### [SET TASKS]
a - Answer these questions about the forum thread:
(i) Which poster calls Rob "my fav mod"?
(ii) On what date did megatron post?
(iii) What nickname does winger use for Rob?
b - Pick up the forum thread after its last line and write what follows.

### [SOURCE EXTRACT]
━━━━

Looking good, Rob, well done.


----------



## hackskii (Jul 27, 2003)

Rob *IS* the most improved!

Great job my fav mod!!!!!!!!!!!!!!!!!!!!!!!!

:beer:


----------



## winger (Jul 26, 2003)

Looking good from the neck down..............lol. Ok I know that wasn't original. Well robdoggie. You are the most improved by far. Keep up the good work and tell Spank the monkey to fcuk off..................lol. 

Sorry, I just had to say that. I just dissed my favorite guy. Oh well Benster, PM me..............lol.


----------



## megatron (Apr 21, 2004)

Keep it up Rob, you are making great progress.


----------



## InSaNiTy (Jul 26, 2004)

robdog said:


> Do you know i was thinking the exact same thing but then i thought ive still got along was to catch you up in the ugliness Dept so ill keep going for now. Thanks for your concern mate!!

━━━━

(Extracted data entries)
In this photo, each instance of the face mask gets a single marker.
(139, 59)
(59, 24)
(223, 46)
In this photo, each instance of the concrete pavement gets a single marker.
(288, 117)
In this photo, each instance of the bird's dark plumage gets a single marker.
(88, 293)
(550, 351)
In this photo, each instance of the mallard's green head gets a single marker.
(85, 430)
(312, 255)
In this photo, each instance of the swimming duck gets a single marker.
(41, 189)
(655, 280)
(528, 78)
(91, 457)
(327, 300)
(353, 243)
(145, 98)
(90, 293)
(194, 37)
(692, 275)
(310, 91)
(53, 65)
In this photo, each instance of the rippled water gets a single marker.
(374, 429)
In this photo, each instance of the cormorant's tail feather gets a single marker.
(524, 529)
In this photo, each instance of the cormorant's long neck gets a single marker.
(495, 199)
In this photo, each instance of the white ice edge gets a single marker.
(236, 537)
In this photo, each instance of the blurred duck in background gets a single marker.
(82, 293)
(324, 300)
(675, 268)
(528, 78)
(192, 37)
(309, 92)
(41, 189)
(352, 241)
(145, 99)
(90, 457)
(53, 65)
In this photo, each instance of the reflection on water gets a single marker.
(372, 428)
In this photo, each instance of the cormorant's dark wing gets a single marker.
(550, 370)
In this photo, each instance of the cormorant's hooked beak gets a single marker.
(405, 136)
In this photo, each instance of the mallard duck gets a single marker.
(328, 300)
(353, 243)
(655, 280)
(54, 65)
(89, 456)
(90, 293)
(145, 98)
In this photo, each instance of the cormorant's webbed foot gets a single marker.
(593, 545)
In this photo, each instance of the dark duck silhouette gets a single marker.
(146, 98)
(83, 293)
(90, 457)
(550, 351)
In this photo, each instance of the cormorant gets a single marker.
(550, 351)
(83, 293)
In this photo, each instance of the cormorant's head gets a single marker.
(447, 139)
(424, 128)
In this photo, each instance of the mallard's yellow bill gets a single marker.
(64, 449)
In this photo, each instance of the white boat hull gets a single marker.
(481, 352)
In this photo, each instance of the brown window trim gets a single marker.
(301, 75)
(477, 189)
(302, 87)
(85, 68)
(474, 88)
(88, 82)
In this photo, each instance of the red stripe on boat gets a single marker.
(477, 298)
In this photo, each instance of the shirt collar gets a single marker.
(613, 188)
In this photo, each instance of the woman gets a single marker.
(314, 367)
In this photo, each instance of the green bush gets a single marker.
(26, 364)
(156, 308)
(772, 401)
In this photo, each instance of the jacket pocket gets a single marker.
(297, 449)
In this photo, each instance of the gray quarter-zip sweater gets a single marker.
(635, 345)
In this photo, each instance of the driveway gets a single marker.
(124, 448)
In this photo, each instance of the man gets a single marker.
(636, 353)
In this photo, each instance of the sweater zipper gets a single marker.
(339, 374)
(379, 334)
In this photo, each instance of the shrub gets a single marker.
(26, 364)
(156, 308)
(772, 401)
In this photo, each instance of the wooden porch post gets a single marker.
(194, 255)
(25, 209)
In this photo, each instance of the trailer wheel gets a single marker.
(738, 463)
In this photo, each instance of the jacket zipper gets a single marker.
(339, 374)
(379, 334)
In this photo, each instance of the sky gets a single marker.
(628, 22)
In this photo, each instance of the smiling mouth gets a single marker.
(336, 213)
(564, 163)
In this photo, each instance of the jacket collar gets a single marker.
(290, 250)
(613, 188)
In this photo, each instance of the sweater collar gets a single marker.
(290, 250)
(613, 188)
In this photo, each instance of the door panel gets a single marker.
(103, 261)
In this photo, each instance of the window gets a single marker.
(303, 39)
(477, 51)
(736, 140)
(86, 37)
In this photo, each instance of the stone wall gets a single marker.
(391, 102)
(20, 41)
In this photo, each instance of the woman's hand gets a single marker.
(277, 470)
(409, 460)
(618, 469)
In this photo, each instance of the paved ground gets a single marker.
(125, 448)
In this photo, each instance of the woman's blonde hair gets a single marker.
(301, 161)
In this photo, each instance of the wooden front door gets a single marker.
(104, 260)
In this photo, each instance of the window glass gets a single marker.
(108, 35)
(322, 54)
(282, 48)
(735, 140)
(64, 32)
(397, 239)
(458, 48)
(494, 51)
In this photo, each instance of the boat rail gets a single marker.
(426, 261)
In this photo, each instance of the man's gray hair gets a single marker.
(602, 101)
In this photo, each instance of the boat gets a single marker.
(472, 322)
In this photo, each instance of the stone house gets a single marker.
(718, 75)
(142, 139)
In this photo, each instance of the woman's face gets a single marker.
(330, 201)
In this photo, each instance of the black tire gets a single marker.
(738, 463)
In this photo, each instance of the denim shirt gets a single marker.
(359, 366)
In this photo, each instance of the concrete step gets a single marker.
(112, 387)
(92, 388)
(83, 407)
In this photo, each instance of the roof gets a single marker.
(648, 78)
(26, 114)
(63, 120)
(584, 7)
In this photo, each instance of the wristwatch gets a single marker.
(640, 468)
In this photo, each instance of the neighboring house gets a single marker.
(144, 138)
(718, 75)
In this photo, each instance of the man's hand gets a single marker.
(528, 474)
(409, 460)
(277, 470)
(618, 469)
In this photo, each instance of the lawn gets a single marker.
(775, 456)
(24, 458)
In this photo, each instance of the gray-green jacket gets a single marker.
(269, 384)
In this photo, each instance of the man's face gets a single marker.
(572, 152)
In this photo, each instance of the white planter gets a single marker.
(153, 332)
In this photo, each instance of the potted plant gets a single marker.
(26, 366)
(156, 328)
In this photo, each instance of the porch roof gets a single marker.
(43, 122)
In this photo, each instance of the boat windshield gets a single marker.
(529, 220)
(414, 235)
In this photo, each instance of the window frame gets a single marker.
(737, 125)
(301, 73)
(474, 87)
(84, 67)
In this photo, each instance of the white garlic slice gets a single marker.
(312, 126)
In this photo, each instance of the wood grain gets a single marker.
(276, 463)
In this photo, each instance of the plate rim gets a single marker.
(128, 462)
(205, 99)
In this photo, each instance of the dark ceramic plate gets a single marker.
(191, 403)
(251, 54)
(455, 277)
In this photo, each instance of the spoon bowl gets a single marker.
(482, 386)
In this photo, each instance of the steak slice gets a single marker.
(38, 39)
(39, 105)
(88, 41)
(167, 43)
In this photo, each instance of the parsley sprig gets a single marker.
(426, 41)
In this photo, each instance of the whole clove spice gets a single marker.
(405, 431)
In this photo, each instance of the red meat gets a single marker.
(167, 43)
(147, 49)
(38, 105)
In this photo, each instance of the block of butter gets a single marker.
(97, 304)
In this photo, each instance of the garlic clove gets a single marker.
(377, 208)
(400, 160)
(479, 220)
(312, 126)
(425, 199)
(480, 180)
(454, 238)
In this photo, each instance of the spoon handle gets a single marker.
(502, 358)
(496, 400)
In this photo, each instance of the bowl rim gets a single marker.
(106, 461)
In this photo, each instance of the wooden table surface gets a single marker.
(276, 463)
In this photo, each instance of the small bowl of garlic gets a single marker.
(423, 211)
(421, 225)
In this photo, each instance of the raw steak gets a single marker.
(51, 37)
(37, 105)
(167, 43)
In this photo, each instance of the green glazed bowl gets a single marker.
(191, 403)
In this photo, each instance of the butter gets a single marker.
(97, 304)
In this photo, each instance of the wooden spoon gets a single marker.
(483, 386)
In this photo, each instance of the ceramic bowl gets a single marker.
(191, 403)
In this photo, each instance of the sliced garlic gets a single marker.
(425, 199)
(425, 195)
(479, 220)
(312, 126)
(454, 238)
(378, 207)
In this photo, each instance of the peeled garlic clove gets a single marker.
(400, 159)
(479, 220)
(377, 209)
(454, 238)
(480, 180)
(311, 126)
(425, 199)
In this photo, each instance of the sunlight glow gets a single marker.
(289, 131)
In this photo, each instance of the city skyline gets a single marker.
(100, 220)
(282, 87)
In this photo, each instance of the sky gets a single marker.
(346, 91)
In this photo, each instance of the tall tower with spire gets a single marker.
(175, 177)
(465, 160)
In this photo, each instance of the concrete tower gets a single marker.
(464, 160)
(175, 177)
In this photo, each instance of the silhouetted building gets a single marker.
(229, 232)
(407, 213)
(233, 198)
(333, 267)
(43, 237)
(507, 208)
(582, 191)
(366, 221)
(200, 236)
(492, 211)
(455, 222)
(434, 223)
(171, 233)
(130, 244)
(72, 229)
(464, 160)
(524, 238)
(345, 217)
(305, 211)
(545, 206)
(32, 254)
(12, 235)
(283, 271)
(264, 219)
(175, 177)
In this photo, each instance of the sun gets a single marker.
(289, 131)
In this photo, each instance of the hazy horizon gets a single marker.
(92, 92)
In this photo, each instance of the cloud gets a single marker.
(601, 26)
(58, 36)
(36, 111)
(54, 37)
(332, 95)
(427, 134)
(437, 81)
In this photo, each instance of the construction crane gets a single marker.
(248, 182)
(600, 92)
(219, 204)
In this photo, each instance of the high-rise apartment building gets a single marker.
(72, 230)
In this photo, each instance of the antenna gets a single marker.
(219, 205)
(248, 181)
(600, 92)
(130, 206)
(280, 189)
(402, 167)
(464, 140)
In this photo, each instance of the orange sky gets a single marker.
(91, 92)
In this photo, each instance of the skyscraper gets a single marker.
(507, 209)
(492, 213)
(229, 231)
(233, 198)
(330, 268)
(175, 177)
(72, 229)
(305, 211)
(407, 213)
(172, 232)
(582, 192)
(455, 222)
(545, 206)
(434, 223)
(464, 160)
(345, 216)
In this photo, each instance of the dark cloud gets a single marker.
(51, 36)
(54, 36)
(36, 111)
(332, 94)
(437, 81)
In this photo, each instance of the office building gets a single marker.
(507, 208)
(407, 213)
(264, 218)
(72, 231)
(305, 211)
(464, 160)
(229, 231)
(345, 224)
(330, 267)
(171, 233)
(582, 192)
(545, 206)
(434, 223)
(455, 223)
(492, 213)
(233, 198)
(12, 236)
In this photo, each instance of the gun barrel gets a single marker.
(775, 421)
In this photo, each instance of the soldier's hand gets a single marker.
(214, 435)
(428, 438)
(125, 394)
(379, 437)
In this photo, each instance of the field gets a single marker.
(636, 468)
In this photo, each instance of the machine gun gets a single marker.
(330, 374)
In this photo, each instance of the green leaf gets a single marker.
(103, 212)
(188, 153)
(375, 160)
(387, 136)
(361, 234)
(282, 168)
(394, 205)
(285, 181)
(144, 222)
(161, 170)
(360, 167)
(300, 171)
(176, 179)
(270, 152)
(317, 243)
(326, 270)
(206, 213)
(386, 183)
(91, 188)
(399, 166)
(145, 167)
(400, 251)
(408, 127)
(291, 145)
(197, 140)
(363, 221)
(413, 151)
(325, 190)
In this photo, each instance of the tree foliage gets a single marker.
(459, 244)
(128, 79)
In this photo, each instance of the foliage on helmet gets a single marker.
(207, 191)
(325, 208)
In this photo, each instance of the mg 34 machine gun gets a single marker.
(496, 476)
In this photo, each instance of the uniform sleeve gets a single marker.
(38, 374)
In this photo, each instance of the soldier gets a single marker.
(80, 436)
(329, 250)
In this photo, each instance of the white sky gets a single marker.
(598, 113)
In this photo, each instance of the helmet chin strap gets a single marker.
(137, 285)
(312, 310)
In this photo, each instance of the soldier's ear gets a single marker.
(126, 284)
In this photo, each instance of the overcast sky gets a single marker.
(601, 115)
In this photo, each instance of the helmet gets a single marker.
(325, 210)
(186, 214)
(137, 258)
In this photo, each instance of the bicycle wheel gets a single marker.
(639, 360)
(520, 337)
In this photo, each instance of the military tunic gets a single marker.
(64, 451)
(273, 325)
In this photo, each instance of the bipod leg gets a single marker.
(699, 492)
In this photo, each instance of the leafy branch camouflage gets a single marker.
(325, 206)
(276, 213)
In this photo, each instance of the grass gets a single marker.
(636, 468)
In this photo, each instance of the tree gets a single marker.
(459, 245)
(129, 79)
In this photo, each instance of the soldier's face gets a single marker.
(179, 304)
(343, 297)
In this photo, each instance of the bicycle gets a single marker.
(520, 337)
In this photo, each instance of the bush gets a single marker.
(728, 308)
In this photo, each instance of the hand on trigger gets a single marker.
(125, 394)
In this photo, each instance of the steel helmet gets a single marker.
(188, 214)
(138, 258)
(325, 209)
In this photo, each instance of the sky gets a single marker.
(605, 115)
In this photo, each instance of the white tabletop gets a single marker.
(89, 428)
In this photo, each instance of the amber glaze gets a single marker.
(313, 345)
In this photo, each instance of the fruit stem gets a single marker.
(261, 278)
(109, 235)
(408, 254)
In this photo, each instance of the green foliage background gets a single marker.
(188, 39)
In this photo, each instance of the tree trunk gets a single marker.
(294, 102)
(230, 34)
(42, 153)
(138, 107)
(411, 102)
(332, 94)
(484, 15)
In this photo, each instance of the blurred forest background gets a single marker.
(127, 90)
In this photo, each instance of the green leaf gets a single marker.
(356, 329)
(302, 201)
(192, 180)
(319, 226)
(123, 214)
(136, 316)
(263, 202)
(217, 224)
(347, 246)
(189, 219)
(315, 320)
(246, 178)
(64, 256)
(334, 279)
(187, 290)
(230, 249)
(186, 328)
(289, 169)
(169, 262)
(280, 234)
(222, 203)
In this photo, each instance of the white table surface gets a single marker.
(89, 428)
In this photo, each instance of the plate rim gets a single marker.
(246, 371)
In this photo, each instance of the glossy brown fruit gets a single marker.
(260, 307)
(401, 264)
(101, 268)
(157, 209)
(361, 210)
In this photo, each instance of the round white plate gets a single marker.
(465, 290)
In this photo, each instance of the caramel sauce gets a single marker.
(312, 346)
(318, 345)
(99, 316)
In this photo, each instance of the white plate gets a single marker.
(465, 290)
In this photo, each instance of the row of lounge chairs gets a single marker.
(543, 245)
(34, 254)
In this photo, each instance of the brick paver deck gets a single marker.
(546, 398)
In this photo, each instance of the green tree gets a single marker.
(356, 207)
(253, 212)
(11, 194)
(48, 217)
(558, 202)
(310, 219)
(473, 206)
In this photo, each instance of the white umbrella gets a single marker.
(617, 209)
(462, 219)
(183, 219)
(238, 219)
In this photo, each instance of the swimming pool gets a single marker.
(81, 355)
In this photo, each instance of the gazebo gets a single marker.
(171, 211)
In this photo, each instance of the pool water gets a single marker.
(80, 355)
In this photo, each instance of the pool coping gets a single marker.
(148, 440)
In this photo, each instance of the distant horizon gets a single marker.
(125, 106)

━━━━

### [ANSWER LIST]
a -
(i) hackskii
(ii) Apr 21, 2004
(iii) robdoggie

b -
Fcuk you, I would look fcuking gorgeous next to you, in fact, do you wanna come out with me sometime, I'll have a far better chance of pulling next to you


----------



## winger (Jul 26, 2003)

Spank said:


> Fcuk you, I would look fcuking gorgeous next to you, in fact, do you wanna come out with me sometime, I'll have a far better chance of pulling next to you


OUCH.

You two get a room....lol


----------



## dk246 (Jun 19, 2004)

winger said:


> OUCH.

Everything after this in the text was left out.